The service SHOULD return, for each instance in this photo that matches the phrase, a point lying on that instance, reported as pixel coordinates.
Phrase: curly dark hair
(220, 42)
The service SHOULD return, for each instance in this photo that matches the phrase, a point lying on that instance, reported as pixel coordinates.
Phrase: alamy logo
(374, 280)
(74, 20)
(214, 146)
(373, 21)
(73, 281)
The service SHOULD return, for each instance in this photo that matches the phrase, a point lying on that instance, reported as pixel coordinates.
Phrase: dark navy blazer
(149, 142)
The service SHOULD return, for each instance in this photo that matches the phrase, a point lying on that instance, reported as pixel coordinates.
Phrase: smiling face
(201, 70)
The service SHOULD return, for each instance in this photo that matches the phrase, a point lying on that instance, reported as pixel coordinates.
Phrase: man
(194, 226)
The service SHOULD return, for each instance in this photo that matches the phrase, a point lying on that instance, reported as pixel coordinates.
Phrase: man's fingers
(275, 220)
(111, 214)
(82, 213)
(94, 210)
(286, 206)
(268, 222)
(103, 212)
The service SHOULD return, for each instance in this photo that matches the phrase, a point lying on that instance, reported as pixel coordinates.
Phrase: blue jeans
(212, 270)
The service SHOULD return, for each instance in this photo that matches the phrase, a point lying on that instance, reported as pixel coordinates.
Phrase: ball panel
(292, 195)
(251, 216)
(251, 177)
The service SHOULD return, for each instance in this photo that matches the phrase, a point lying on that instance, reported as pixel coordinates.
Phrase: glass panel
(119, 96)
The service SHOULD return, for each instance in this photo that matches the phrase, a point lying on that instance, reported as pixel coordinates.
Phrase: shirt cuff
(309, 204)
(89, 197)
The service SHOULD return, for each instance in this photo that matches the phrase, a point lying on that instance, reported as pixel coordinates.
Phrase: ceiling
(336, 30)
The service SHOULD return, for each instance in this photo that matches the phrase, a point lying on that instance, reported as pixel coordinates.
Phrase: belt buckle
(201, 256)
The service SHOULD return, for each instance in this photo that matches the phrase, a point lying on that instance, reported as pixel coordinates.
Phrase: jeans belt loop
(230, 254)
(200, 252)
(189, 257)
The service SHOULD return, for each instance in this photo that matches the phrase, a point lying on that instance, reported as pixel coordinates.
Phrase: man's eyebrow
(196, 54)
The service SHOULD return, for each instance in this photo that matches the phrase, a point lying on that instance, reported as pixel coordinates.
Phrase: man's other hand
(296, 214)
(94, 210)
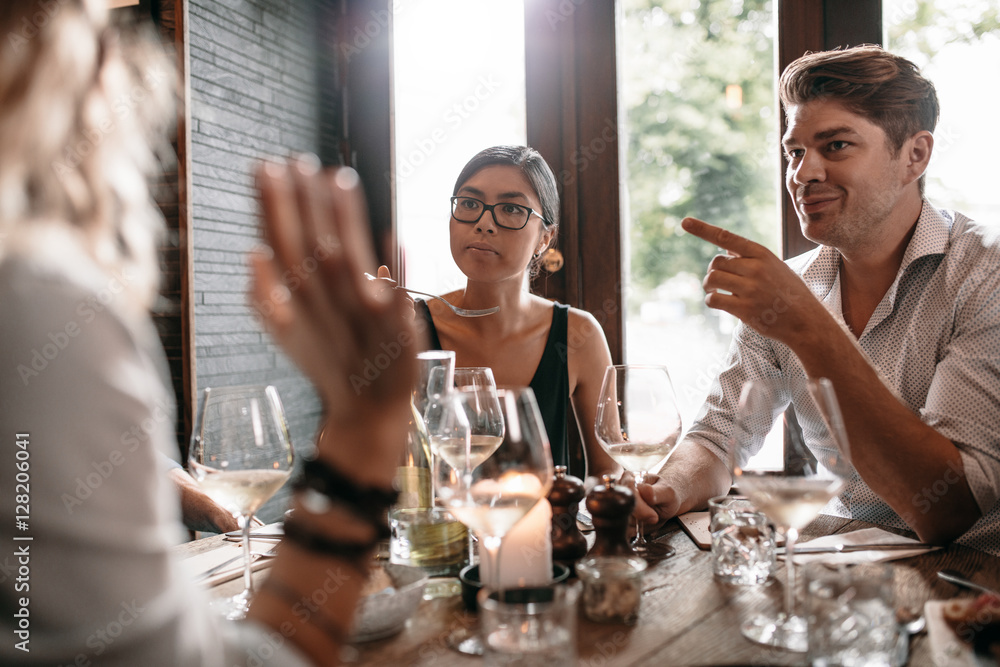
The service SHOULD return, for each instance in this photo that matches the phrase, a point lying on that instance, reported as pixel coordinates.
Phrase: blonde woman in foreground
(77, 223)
...
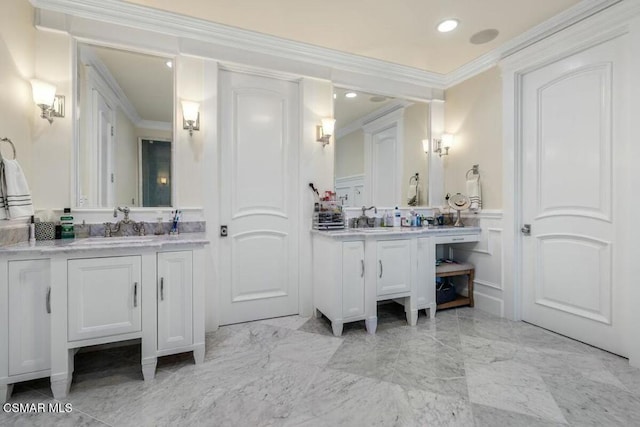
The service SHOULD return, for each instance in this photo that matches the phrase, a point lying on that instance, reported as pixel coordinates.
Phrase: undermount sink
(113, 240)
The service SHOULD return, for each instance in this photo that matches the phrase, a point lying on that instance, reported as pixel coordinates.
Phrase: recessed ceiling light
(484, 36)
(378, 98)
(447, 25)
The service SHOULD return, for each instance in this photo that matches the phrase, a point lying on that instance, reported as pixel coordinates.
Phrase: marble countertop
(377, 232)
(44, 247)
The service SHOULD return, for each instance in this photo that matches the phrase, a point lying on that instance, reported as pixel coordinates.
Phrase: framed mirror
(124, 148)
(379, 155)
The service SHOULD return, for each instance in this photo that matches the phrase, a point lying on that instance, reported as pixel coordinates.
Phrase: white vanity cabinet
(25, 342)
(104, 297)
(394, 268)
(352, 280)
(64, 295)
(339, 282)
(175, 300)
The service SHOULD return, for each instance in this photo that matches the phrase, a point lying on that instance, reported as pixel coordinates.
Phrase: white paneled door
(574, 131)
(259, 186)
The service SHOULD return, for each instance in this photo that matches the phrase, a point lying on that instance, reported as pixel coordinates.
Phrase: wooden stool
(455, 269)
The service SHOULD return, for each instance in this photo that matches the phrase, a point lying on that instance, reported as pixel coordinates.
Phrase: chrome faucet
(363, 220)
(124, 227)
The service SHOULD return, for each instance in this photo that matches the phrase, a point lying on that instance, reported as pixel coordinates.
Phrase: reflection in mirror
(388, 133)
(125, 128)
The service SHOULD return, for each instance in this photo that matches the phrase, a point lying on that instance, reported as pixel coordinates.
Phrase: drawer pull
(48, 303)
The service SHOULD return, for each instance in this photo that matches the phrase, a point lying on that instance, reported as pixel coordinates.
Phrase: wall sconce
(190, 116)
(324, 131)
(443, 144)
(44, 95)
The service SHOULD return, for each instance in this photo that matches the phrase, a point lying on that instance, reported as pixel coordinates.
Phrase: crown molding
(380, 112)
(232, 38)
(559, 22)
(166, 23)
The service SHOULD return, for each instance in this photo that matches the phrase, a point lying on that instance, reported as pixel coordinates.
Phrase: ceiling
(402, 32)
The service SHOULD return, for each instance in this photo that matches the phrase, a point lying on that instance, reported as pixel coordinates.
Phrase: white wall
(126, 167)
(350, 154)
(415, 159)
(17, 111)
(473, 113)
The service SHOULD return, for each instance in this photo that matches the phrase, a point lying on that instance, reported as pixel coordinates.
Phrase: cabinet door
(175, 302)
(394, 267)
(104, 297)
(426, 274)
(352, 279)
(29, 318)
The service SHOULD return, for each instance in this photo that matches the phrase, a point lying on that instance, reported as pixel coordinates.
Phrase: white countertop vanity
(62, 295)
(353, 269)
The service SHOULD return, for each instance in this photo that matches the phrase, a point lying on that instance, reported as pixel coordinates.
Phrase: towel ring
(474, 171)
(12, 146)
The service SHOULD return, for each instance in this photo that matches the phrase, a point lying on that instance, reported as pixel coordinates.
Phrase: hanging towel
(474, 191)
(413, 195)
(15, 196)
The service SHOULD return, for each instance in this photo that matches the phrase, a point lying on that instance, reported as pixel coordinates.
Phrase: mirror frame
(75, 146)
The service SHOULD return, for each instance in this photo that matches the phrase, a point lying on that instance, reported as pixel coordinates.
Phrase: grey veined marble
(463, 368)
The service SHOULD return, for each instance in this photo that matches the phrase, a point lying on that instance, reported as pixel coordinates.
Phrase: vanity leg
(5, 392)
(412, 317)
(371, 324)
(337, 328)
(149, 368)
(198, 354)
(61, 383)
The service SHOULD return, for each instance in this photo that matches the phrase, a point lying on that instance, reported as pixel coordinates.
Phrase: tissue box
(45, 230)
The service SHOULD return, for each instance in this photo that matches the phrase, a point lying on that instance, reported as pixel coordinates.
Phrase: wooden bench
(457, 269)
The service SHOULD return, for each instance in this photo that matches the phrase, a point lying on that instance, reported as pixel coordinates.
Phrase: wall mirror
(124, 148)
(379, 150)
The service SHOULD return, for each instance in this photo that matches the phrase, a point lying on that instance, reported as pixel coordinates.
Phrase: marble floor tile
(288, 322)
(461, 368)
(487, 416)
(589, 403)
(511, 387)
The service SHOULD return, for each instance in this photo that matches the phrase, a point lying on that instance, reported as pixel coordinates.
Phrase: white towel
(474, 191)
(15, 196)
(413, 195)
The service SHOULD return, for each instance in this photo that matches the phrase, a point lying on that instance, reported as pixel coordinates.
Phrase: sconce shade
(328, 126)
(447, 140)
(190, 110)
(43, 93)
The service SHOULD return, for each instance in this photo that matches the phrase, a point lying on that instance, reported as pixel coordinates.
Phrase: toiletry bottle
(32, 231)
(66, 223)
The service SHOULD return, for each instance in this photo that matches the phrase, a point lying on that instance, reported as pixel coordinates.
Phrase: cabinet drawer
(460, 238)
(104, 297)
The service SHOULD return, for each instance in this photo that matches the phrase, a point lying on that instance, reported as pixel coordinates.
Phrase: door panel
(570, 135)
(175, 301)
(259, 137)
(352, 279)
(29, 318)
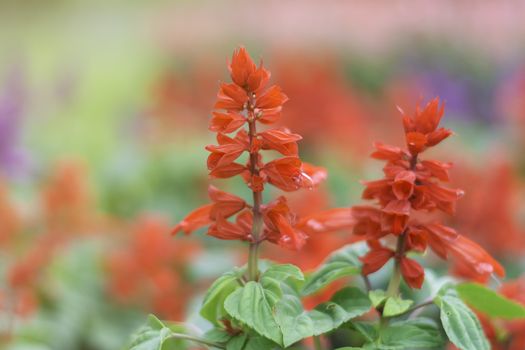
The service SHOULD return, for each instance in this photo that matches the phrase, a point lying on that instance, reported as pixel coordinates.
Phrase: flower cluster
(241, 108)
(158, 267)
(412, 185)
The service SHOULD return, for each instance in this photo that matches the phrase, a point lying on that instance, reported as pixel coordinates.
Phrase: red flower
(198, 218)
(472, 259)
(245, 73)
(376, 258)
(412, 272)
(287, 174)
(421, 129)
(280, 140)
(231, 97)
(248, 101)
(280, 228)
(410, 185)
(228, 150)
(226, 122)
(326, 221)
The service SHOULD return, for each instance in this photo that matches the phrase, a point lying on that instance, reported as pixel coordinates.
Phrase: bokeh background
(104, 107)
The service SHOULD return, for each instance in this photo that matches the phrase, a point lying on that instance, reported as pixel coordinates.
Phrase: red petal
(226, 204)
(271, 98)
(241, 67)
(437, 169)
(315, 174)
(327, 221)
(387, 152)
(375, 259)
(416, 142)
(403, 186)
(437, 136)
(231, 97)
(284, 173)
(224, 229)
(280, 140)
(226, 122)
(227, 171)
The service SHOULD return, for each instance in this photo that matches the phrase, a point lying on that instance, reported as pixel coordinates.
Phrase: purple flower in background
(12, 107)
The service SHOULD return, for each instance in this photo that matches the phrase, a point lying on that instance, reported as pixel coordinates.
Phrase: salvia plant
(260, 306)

■ **WORK TO BE COMPLETED**
From the entries above, pull out each line that contains the word "countertop" and list those lines.

■ **THE RESPONSE**
Phrase: marble countertop
Phrase: white countertop vanity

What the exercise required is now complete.